PHP Markdown, speed, MovableType (was "Michel Fortin")

Tue Dec 7 12:35:39 EST 2004

Michel Fortin <michel.fortin at michelf.com> wrote on 12/02/04 at 5:52pm:

> You are right about this. Perl is a lot faster, at least when dealing 
> with regular expressions, and it shows when using Markdown vs. PHP 
> Markdown. It would be interesting to see a benchmarking tool included 
> with the testing suite John is working on so we can get a better 
> picture.

I had no idea that this was the case -- that it's faster to call my
Perl version from PHP than to use PHP Markdown natively. 

> I still hope the optimization included in 1.0.1b2 will improve things 
> for many people. I think people who write many long paragraphs without 
> manual line breaks will see the difference. But it's still way slower 
> than Perl.

I found this very surprising at first, because there's a bit of
overhead calling Perl from PHP because you have to launch an instance
of the perl interpretter. (This is why CGI is generally slower than
PHP -- PHP generally runs *within* the parent Apache process.)

When I get the chance, I will add some simple benchmarking to my
testing tool. (And I'll release the tool soon too, I promise.)

I've been thinking about this, and I have a theory why the Perl
version is so much faster.

As anyone who's glanced at the source code can tell, the entire
Markdown.pl engine is implemented as a series of regular expression
substitutions. Rather than using a handful of monolithic monster
regex patterns, it uses many smaller patterns, each of which apply
to one bit of Markdown syntax at a time.

• [TASK A]: According to the forum post on PHP Markdown speed, how is the Markdown.pl engine built?

• [INFORMATION SHOWN]:
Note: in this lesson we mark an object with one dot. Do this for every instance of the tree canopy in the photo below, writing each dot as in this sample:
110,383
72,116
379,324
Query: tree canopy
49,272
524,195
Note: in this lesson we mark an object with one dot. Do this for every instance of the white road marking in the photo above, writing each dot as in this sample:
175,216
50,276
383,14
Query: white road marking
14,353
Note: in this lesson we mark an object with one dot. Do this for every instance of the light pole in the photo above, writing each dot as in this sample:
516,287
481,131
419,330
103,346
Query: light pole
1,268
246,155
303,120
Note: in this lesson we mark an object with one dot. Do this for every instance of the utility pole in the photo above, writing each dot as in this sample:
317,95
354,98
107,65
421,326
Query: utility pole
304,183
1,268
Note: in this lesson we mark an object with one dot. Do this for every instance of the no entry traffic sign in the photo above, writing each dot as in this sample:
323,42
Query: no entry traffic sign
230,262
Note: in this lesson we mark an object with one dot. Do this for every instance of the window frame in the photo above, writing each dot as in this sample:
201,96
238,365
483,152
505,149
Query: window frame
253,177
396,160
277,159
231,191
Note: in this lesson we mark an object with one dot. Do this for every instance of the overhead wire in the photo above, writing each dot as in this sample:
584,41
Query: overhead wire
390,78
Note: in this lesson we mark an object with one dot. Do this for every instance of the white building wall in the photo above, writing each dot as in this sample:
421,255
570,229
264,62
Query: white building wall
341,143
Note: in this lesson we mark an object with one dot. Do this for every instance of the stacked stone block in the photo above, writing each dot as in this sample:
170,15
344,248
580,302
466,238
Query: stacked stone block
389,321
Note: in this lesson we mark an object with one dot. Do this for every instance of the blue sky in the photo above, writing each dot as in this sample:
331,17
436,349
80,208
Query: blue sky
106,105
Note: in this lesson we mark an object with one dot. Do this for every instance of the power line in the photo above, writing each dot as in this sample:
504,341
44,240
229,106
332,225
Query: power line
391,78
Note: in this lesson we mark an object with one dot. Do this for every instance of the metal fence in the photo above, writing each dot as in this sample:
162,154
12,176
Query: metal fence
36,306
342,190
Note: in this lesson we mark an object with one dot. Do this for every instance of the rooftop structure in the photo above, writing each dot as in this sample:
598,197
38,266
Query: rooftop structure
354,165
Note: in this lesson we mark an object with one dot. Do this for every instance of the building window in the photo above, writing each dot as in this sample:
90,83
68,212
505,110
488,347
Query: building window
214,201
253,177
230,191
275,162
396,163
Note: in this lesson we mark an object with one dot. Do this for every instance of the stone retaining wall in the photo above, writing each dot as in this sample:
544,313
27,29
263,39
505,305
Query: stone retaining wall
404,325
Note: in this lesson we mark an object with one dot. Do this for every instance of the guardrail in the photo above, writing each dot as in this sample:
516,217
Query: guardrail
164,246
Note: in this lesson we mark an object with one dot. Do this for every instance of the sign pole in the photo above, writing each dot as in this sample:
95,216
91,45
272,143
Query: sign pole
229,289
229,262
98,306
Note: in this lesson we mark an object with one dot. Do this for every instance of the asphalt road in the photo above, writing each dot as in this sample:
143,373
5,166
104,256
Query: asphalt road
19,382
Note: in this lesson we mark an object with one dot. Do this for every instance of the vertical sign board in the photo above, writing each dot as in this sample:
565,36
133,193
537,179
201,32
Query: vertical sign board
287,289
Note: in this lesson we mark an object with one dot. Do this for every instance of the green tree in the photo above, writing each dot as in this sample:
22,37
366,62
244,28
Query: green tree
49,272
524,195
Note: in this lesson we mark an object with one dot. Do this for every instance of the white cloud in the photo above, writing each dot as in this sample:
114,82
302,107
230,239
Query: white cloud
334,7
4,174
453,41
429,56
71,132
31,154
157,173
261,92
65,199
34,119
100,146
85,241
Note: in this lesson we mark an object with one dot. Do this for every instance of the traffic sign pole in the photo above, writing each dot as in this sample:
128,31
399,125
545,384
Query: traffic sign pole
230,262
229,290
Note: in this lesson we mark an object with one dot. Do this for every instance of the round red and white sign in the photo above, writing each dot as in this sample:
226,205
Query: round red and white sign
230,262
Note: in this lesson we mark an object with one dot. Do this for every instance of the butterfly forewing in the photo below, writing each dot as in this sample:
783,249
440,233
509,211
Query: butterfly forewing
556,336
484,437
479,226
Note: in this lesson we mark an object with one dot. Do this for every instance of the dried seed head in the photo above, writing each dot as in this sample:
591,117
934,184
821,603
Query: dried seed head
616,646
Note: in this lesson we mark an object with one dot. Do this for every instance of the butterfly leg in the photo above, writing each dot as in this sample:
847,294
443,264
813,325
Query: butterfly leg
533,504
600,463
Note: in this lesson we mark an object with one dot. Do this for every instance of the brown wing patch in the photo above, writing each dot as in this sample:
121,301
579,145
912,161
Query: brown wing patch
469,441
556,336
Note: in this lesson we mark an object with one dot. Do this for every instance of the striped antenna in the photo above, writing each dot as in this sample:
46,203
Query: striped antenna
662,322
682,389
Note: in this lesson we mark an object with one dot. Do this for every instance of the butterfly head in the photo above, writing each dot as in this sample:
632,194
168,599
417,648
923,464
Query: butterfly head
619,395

• [TASK B]: Count how many lines of the entries contain the string "stacked", matching case exactly. Give only the number.

• [FULL ANSWER A]: It is built as a series of regular expression substitutions.

• [FULL ANSWER B]: 2